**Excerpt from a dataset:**
——————

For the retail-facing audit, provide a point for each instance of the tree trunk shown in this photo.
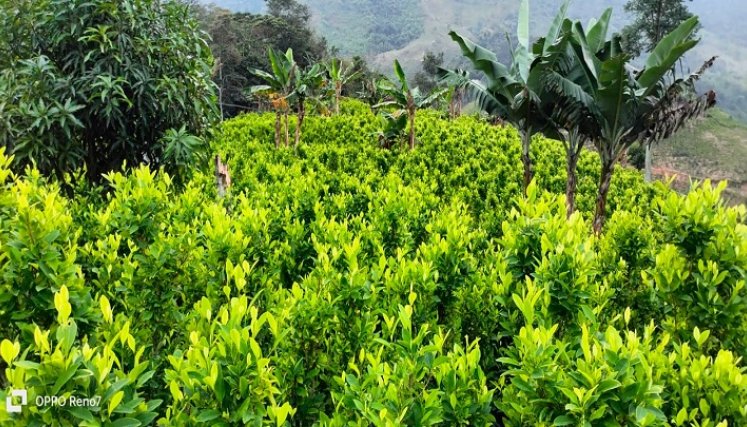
(570, 185)
(412, 129)
(277, 129)
(604, 187)
(338, 95)
(526, 160)
(287, 130)
(301, 116)
(648, 174)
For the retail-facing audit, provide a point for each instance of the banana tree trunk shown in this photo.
(287, 131)
(604, 187)
(648, 174)
(277, 129)
(571, 183)
(526, 160)
(301, 116)
(412, 129)
(338, 95)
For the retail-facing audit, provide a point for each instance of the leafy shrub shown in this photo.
(286, 301)
(38, 253)
(109, 368)
(408, 380)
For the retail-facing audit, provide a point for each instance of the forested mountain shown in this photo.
(407, 29)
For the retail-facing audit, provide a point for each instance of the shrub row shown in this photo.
(341, 284)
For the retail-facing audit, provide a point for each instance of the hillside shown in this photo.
(714, 147)
(407, 29)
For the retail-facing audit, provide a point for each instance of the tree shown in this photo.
(653, 20)
(340, 74)
(279, 87)
(622, 105)
(407, 100)
(513, 91)
(561, 68)
(306, 84)
(104, 91)
(240, 41)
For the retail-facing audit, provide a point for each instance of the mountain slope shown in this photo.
(714, 147)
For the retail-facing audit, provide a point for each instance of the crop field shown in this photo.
(340, 284)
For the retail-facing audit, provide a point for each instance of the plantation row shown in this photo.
(340, 284)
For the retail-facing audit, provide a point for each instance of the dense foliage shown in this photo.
(341, 284)
(104, 90)
(239, 42)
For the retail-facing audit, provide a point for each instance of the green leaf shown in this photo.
(207, 415)
(563, 420)
(9, 350)
(126, 422)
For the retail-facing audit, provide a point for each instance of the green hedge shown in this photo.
(341, 284)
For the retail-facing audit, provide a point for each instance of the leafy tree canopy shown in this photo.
(105, 90)
(653, 19)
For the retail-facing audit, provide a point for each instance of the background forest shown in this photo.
(222, 218)
(416, 32)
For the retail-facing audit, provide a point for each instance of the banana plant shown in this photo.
(306, 85)
(513, 92)
(407, 100)
(279, 87)
(339, 75)
(617, 105)
(569, 84)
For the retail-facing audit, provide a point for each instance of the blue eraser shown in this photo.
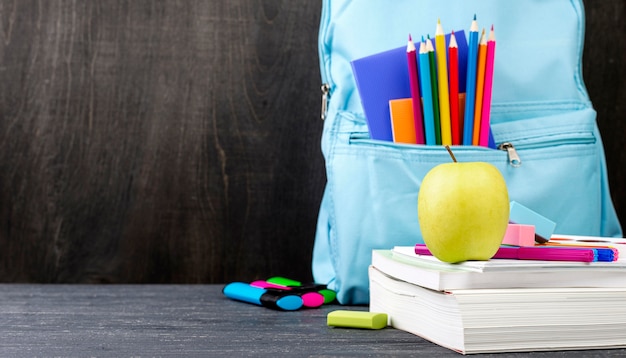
(544, 227)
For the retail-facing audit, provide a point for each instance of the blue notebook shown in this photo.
(385, 76)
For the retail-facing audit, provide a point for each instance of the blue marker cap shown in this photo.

——————

**What the task requires:** Convert every line of the records above into a JSON list of strings, one string per line, with blank lines skipped. Leave the pictures out.

**Exercise response:**
[
  "For the retail-facing audit, provide a point for each instance of the tree trunk shown in this photo.",
  "(570, 185)",
  "(412, 129)",
  "(277, 129)",
  "(604, 187)",
  "(338, 95)",
  "(526, 160)",
  "(287, 130)",
  "(301, 116)",
  "(648, 174)",
  "For the retail-facing audit, provide a point for each instance of the banana tree trunk shown in this photo.",
  "(287, 131)",
  "(604, 187)",
  "(648, 174)",
  "(277, 129)",
  "(571, 183)",
  "(526, 160)",
  "(301, 116)",
  "(412, 129)",
  "(338, 95)",
  "For the retail-facing audit, provide a point for each instance of the leafy shrub shown in this photo.",
  "(286, 301)",
  "(38, 253)",
  "(109, 368)",
  "(408, 380)",
  "For the retail-facing audit, provide a point for each instance of the forested mountain shown in this photo.",
  "(407, 29)",
  "For the retail-facing audit, provide a point for each instance of the shrub row shown in this photo.",
  "(341, 284)",
  "For the retail-facing audit, provide a point for each instance of the hillside shown in this photo.",
  "(714, 147)",
  "(407, 29)",
  "For the retail-facing audit, provide a point for each instance of the tree shown in this photo.",
  "(653, 20)",
  "(340, 74)",
  "(279, 87)",
  "(622, 105)",
  "(407, 100)",
  "(513, 91)",
  "(561, 68)",
  "(306, 84)",
  "(104, 91)",
  "(240, 41)",
  "For the retail-facing audit, provide a point for each instance of the mountain slope shown in this photo.",
  "(714, 147)",
  "For the retail-facing audit, provide a point for each instance of the crop field shown in this photo.",
  "(340, 284)",
  "For the retail-facing audit, provide a point for each instance of the plantation row shown in this photo.",
  "(340, 284)",
  "For the retail-facing audit, provide a point for each instance of the dense foliage shown in this photo.",
  "(341, 284)",
  "(104, 90)",
  "(239, 42)",
  "For the retail-facing audit, provide a point for each instance of the green leaf shown in this photo.",
  "(207, 415)",
  "(563, 420)",
  "(9, 350)",
  "(126, 422)",
  "For the retail-facing audit, provide a point for each instance of the green hedge shown in this photo.",
  "(341, 284)",
  "For the retail-facing audit, provide a point for each instance of the leafy tree canopy shown in this photo.",
  "(105, 90)",
  "(653, 19)",
  "For the retail-facing audit, provide a point for each instance of the background forest shown in this photo.",
  "(222, 218)",
  "(416, 32)",
  "For the retail-facing audit, provide a point for each instance of the banana plant shown in this photo.",
  "(306, 85)",
  "(513, 92)",
  "(407, 100)",
  "(279, 87)",
  "(339, 75)",
  "(617, 105)",
  "(569, 84)",
  "For the retail-facing audit, provide a point for each instance of the blue eraser shown in this photo.",
  "(544, 227)",
  "For the retail-facing audit, provide a point for each instance of the blue notebook shown in this photo.",
  "(385, 76)",
  "For the retail-facing audit, provide a point for each instance of the blue marker cap shown in this photo."
]